__Problem to work on__
Your answer is a number only: how many lines in the data below contain "traffic"?

__Dataset extract__
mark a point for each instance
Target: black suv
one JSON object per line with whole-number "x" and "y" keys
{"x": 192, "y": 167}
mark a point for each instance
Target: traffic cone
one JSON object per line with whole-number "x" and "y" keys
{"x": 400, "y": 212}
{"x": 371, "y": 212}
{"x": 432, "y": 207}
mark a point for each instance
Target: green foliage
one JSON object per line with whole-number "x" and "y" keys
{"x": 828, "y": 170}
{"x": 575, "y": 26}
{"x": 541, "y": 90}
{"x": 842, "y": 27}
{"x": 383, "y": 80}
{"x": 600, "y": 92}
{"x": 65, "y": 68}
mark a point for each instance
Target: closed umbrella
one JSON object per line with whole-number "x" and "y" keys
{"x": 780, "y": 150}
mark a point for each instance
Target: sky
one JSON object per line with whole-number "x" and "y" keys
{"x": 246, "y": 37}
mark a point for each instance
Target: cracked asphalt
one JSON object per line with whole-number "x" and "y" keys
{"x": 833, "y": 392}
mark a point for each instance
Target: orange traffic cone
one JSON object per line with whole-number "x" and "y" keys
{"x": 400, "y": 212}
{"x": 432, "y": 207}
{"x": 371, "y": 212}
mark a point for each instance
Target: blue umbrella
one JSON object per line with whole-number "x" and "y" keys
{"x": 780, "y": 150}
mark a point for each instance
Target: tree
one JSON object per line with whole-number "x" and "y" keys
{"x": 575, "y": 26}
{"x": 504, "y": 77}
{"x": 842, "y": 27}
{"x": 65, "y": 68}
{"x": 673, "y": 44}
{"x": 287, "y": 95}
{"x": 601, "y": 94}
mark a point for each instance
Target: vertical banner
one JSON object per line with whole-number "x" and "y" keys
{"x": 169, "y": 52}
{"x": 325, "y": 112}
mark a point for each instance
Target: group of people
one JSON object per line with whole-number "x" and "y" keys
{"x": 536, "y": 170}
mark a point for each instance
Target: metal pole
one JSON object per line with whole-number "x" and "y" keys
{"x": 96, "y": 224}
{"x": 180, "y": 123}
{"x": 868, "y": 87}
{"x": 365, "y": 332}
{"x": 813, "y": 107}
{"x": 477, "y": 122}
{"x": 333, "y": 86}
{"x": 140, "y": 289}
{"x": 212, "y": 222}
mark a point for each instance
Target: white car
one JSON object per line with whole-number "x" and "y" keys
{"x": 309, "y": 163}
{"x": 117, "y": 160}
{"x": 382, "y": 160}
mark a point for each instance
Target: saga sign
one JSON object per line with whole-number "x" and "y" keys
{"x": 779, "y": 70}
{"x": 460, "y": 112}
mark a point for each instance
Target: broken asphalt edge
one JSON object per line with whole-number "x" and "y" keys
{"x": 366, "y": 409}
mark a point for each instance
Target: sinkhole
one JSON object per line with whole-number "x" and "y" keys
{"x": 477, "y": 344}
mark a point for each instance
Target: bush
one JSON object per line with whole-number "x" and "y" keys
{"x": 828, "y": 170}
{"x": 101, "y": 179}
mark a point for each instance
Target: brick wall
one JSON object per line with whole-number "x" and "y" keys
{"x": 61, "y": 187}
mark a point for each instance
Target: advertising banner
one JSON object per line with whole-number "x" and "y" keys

---

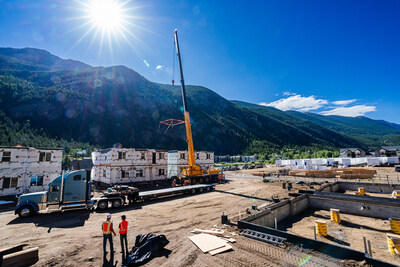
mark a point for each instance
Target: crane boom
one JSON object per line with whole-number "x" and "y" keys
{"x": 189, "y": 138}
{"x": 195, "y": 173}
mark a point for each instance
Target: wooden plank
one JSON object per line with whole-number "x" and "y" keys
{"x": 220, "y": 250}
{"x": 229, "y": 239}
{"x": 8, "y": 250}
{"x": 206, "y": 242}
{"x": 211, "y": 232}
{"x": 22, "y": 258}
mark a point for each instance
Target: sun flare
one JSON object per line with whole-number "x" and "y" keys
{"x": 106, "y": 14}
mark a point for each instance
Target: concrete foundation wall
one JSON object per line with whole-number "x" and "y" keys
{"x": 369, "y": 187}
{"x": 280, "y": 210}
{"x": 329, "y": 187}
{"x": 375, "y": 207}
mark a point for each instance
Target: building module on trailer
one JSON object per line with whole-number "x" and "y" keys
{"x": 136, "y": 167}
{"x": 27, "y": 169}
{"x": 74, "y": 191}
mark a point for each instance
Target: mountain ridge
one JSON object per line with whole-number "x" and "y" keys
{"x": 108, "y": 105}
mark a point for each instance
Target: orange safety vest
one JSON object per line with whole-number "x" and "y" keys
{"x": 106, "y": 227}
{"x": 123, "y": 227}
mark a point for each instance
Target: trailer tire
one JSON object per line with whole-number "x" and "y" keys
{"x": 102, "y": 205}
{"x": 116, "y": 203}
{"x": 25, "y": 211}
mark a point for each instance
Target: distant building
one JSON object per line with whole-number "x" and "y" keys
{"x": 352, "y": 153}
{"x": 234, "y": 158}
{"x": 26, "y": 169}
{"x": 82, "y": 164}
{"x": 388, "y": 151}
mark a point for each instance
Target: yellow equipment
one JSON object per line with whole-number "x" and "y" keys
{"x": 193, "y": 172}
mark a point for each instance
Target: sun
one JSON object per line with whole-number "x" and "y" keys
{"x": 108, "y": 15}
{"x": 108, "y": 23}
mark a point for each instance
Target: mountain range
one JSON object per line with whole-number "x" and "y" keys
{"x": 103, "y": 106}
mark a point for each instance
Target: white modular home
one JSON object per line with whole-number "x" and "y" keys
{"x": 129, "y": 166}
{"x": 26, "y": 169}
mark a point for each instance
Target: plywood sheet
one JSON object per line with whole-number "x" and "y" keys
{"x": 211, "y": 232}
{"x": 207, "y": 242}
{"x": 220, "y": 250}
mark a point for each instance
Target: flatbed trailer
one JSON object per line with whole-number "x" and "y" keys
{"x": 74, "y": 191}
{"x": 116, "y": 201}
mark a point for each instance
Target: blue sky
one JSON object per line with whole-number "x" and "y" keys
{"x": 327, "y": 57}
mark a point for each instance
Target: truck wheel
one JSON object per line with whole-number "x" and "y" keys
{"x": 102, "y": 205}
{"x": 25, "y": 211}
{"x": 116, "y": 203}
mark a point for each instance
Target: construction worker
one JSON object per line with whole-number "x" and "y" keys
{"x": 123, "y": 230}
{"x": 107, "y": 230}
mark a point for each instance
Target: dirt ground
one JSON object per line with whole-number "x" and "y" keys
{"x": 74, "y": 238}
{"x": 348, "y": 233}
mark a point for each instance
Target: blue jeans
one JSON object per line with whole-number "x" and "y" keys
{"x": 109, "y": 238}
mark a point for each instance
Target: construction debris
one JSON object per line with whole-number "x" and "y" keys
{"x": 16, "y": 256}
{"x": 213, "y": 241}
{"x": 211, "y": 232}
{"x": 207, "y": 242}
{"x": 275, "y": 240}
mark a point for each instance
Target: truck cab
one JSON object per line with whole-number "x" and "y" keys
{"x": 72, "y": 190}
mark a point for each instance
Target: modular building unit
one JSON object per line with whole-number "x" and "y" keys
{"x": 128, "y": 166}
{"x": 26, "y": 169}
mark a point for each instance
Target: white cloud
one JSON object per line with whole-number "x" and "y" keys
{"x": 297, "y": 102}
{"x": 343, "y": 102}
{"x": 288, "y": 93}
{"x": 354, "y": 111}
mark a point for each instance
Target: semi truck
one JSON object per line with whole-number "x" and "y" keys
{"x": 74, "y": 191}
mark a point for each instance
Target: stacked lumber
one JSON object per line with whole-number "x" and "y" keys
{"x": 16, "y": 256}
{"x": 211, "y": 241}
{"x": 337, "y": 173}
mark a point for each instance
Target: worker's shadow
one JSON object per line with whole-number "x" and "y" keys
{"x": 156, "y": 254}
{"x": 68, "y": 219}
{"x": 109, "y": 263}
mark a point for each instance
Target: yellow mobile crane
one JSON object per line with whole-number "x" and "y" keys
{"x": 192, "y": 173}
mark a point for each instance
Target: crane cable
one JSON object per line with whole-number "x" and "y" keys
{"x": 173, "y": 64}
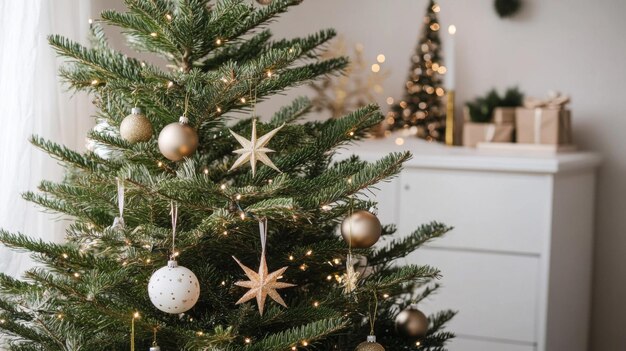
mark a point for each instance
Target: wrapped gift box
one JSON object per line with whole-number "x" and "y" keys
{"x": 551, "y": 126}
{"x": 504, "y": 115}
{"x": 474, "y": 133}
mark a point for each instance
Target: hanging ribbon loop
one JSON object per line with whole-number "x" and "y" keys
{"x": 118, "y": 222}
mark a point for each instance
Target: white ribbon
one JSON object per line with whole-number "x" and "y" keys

* * *

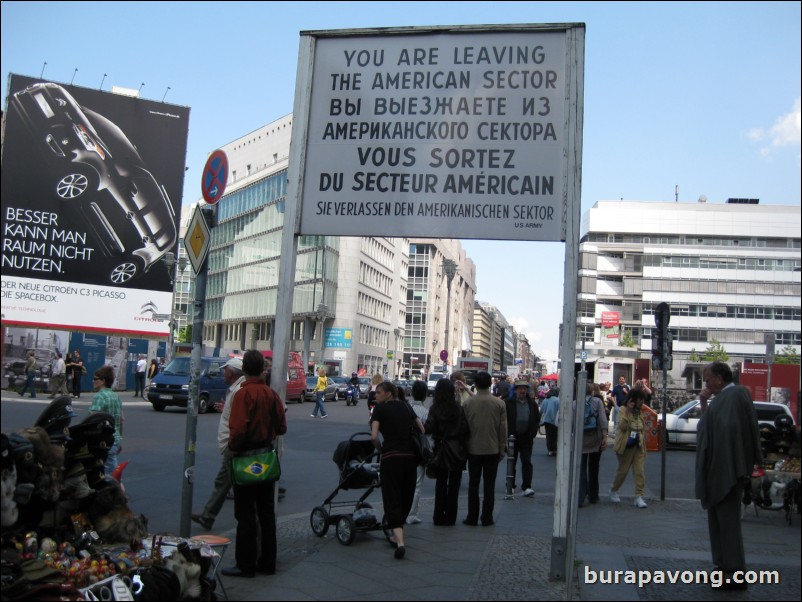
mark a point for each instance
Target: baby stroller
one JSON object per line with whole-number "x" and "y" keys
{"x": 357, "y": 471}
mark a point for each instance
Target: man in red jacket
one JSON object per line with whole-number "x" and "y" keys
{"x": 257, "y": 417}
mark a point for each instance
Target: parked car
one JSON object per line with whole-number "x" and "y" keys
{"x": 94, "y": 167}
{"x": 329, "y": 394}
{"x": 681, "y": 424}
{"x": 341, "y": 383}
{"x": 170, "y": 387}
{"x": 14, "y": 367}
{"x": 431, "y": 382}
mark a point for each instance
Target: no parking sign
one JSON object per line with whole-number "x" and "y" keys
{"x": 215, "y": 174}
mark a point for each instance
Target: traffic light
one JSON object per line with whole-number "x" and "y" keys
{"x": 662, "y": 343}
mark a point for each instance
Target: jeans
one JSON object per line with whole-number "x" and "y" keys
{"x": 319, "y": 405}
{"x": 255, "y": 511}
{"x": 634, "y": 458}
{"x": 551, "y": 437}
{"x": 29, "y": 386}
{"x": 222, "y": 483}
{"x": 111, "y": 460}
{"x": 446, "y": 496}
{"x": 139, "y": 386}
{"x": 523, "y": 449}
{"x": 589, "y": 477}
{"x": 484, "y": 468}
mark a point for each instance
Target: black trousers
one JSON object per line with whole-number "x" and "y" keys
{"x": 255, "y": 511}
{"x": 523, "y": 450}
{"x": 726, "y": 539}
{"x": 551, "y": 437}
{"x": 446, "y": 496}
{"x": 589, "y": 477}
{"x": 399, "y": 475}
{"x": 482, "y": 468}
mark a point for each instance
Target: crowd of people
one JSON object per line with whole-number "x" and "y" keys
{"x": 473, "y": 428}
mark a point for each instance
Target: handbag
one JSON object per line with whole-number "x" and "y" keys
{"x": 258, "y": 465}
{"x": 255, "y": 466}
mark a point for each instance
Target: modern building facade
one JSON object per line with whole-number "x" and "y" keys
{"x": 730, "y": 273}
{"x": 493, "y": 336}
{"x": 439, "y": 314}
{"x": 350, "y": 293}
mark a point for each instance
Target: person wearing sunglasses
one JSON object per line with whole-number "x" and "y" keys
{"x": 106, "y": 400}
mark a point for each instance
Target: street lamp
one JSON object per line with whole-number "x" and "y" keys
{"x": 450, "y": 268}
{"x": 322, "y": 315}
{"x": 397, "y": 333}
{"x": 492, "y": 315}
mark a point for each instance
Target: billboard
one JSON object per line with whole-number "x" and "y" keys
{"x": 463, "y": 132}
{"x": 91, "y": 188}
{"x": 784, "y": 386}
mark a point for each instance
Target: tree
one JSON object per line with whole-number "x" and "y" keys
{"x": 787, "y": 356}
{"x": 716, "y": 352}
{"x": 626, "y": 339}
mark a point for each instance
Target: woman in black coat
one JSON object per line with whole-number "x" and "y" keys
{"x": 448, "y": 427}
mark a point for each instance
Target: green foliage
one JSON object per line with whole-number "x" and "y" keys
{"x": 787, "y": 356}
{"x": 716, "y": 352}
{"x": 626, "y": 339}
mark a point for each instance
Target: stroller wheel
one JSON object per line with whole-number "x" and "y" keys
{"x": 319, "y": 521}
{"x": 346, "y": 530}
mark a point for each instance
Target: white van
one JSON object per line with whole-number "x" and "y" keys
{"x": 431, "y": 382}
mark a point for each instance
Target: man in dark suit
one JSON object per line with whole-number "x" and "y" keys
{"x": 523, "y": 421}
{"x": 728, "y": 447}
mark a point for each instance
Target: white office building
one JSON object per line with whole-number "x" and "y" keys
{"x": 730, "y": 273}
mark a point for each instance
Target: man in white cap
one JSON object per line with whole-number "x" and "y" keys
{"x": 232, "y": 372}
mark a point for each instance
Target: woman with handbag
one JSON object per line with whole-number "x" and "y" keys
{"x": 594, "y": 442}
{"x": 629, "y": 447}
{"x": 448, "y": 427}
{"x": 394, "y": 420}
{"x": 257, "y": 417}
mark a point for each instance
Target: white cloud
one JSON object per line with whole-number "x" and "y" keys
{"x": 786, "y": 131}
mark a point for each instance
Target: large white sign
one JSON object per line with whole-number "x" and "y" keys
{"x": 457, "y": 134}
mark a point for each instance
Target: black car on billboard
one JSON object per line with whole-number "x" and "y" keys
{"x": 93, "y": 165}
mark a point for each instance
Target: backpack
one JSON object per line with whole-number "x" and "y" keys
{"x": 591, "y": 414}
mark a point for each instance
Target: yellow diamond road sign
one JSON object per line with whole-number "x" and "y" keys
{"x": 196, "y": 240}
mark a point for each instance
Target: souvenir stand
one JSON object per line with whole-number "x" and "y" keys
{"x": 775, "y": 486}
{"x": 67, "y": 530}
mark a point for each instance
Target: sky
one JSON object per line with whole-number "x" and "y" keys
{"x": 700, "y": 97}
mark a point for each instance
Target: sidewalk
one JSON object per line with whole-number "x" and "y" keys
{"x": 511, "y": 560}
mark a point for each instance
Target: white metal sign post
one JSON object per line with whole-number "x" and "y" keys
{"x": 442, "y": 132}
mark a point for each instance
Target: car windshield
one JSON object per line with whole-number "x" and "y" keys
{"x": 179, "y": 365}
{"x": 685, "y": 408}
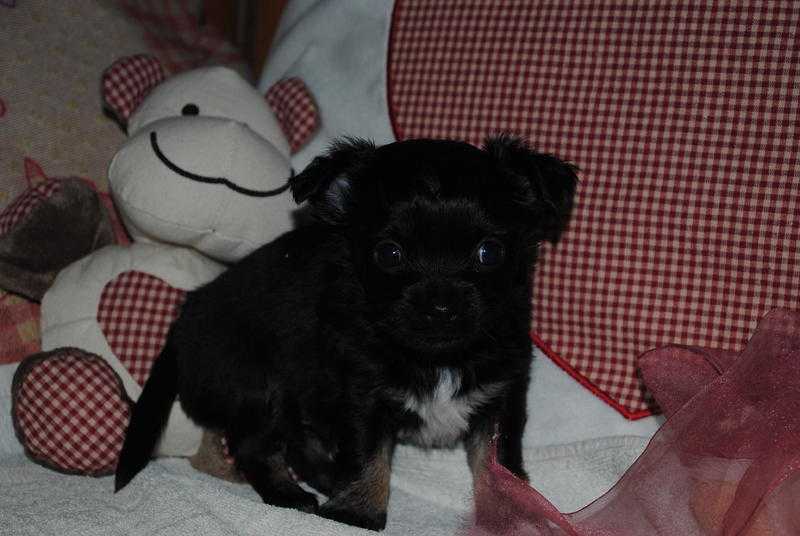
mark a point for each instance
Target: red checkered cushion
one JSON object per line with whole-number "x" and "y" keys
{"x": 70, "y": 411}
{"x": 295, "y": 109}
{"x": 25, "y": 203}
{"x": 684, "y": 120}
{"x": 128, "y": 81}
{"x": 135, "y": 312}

__Result__
3